### Your objective
Please copy, with no word changed, only the run of lines that opens with the line containing "One point marks each instance of the cow's forehead" and closes with the last line below.

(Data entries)

- Opening Delimiter -

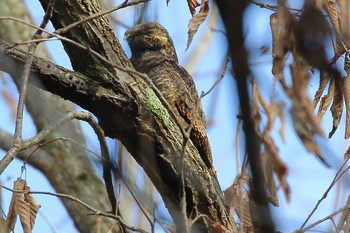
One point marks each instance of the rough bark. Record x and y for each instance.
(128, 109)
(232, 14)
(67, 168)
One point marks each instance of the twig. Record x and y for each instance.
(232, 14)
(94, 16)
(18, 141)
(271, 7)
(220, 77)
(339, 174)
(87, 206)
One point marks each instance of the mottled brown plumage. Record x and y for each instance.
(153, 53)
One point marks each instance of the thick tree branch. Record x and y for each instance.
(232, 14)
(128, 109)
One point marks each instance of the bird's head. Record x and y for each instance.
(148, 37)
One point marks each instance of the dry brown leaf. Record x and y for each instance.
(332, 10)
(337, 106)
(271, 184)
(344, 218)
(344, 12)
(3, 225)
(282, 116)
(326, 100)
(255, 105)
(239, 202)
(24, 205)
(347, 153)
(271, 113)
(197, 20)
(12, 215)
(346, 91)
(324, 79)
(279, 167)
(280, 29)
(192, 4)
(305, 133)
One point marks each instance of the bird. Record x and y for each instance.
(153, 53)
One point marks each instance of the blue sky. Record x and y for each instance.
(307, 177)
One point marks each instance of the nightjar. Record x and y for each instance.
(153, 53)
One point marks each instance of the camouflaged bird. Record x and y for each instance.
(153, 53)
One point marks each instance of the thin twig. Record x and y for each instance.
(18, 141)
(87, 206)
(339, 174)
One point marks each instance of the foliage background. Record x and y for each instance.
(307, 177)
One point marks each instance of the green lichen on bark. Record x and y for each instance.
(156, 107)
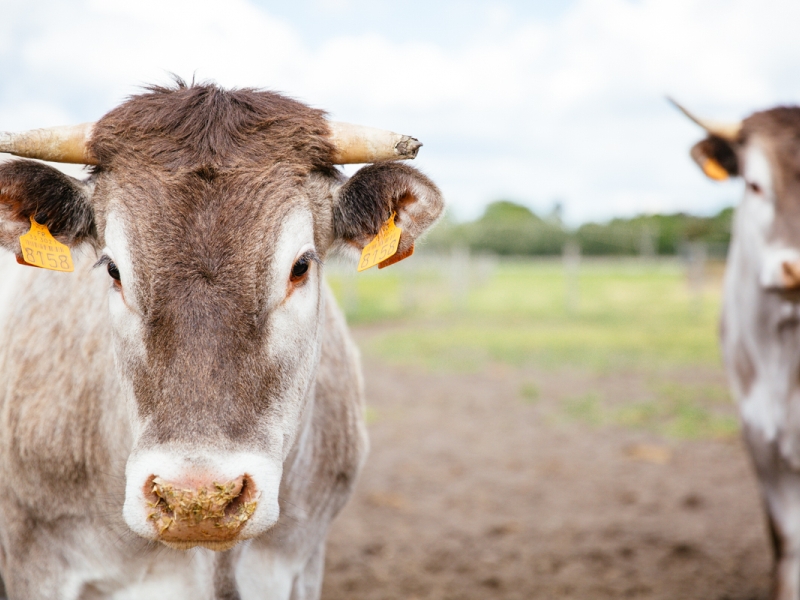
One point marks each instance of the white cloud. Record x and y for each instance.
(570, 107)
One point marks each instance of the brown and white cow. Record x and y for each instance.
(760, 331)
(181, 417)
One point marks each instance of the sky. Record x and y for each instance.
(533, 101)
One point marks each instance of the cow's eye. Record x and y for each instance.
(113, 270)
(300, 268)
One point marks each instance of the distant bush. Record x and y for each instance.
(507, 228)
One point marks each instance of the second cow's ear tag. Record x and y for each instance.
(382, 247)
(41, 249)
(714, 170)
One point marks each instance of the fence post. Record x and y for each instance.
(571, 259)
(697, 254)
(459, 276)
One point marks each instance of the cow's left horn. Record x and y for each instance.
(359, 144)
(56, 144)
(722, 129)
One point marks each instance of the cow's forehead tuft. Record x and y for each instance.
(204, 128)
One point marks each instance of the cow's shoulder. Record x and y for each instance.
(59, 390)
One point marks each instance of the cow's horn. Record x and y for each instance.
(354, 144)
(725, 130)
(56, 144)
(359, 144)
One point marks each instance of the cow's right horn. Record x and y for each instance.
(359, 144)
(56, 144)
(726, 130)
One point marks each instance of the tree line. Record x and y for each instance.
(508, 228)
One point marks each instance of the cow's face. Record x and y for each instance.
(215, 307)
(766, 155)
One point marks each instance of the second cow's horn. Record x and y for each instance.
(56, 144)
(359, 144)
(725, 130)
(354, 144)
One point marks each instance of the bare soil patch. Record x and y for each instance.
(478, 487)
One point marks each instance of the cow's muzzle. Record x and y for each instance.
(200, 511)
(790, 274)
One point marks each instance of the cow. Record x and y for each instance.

- Closing Delimiter -

### Finished exercise
One point marks each instance of the cow's forehead tuft. Record x and y for each instance.
(204, 128)
One point marks each instance of the cow's shoulder. Record x and y for each instance.
(59, 390)
One point marks each instance of the cow's horn. Record x and y for each instance.
(354, 144)
(725, 130)
(56, 144)
(359, 144)
One point marks each instance of the cow's right horn. Record x and y for each instance.
(359, 144)
(56, 144)
(726, 130)
One point marks each instance of the tree line. Record x and y for each instance.
(508, 228)
One point marks each instance of the cow's face. Record x and y for each instance.
(215, 307)
(766, 155)
One point marks each instance of the second cow's horn. Record x and y for each instance.
(56, 144)
(359, 144)
(725, 130)
(354, 144)
One point marks each instance of the bare soil patch. Record x and y for each instance.
(478, 487)
One point marks each instance of the cow's muzzle. Record x and y for each instance.
(200, 511)
(790, 274)
One point marks each instance of the cow. Record x and y for each instance.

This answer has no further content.